Task brief
Repeat the material below exactly, line for line.

Provided data

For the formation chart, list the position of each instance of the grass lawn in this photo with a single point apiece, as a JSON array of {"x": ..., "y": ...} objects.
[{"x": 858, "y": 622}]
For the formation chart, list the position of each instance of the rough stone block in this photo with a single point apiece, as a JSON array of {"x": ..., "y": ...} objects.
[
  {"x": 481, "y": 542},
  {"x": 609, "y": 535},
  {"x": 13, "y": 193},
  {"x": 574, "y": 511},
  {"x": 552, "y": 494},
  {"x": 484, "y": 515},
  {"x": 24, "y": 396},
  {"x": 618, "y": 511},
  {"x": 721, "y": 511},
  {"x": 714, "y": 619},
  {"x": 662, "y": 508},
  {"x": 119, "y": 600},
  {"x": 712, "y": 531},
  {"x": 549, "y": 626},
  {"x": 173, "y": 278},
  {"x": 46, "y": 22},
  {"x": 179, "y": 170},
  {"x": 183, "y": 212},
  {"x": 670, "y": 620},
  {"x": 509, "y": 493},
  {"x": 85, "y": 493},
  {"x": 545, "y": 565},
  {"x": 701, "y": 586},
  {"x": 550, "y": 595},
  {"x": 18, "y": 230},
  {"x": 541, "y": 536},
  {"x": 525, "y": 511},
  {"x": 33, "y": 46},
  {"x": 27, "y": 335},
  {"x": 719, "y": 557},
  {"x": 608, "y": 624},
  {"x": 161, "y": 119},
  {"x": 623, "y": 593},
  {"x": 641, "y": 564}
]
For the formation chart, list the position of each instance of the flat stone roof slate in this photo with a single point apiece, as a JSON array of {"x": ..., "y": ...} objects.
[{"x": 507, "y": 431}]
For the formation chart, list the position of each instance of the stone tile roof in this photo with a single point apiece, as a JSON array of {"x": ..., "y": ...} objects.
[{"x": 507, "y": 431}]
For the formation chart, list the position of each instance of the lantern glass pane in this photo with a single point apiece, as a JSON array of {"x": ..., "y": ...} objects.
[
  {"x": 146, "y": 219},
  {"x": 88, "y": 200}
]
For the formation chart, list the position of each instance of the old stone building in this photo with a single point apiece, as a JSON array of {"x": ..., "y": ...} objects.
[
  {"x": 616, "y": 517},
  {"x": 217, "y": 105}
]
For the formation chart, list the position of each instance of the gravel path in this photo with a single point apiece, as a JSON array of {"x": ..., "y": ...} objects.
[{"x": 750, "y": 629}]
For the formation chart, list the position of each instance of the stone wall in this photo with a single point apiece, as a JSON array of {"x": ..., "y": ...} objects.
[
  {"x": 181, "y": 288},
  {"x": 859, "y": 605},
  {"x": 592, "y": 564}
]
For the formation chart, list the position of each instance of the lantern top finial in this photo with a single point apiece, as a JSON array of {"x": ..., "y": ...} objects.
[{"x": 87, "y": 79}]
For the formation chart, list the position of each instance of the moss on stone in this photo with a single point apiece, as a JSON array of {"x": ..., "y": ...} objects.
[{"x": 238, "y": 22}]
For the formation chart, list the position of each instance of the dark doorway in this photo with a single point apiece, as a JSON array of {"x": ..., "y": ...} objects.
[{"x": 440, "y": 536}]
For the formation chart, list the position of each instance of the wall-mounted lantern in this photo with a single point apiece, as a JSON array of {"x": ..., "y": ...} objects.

Exercise output
For the formation chart, list the position of each instance of the grass lawn in this photo with a single point apiece, as a JSON array of {"x": ..., "y": ...} objects.
[{"x": 858, "y": 622}]
For the formation chart, list the position of each instance of the rough stone block in this photo with a single point apiece, as a JSON array of {"x": ..., "y": ...} objects.
[
  {"x": 481, "y": 542},
  {"x": 609, "y": 535},
  {"x": 13, "y": 193},
  {"x": 574, "y": 511},
  {"x": 552, "y": 494},
  {"x": 484, "y": 515},
  {"x": 24, "y": 396},
  {"x": 618, "y": 511},
  {"x": 721, "y": 511},
  {"x": 714, "y": 619},
  {"x": 662, "y": 508},
  {"x": 119, "y": 600},
  {"x": 712, "y": 531},
  {"x": 549, "y": 626},
  {"x": 173, "y": 278},
  {"x": 46, "y": 22},
  {"x": 179, "y": 170},
  {"x": 183, "y": 212},
  {"x": 670, "y": 620},
  {"x": 509, "y": 493},
  {"x": 85, "y": 493},
  {"x": 545, "y": 565},
  {"x": 701, "y": 586},
  {"x": 550, "y": 595},
  {"x": 18, "y": 230},
  {"x": 541, "y": 536},
  {"x": 525, "y": 511},
  {"x": 33, "y": 46},
  {"x": 27, "y": 335},
  {"x": 719, "y": 557},
  {"x": 608, "y": 624},
  {"x": 161, "y": 119},
  {"x": 623, "y": 593},
  {"x": 641, "y": 564}
]
For the formation chart, list the position of each instance of the flat stone roof slate in this photo with a single point apiece, as a JSON array of {"x": ..., "y": ...} objects.
[{"x": 507, "y": 431}]
For the formation chart, list the position of each instance of the stone tile roof in this photo with a single point apiece, as a JSON array of {"x": ..., "y": ...} objects.
[{"x": 507, "y": 431}]
For the formation chart, list the position of each instance of the lantern glass pane in this photo with a single point apiece, as a JSON array of {"x": ..., "y": ...} objects.
[
  {"x": 146, "y": 219},
  {"x": 88, "y": 200}
]
For the formation chart, list the position of each instance of the old stone building in this photo with a single point apiece, as a JSON array of {"x": ..., "y": ...} objects.
[
  {"x": 616, "y": 517},
  {"x": 217, "y": 105}
]
For the formation chart, list the position of each instance of the gravel path in this photo with a single point apiece, as a JSON array of {"x": ..., "y": ...} objects.
[{"x": 750, "y": 629}]
For the formation chart, list the position of each instance of the stone wall in this photo with a single point apiece, as a JSON array of {"x": ..., "y": ...} objects.
[
  {"x": 181, "y": 288},
  {"x": 859, "y": 605},
  {"x": 592, "y": 564}
]
For the formation chart, list the position of each instance of the lantern top finial in this photo with a single point apiece, as a JSON array of {"x": ..., "y": ...} objects.
[{"x": 87, "y": 79}]
For the formation chart, list the position of each instance of the moss on stone in this photo with a single point apiece, as a JSON array of {"x": ..., "y": ...} objects.
[{"x": 238, "y": 22}]
For the formation chart, list the position of each instance of the dark doorway in this photo with a single point apiece, as a JSON array of {"x": ..., "y": ...} objects.
[{"x": 440, "y": 536}]
For the formation chart, list the position of each instance of the wall-mounted lantern in this photo with a single point apiece, as a JSON array of {"x": ..., "y": ...} objects.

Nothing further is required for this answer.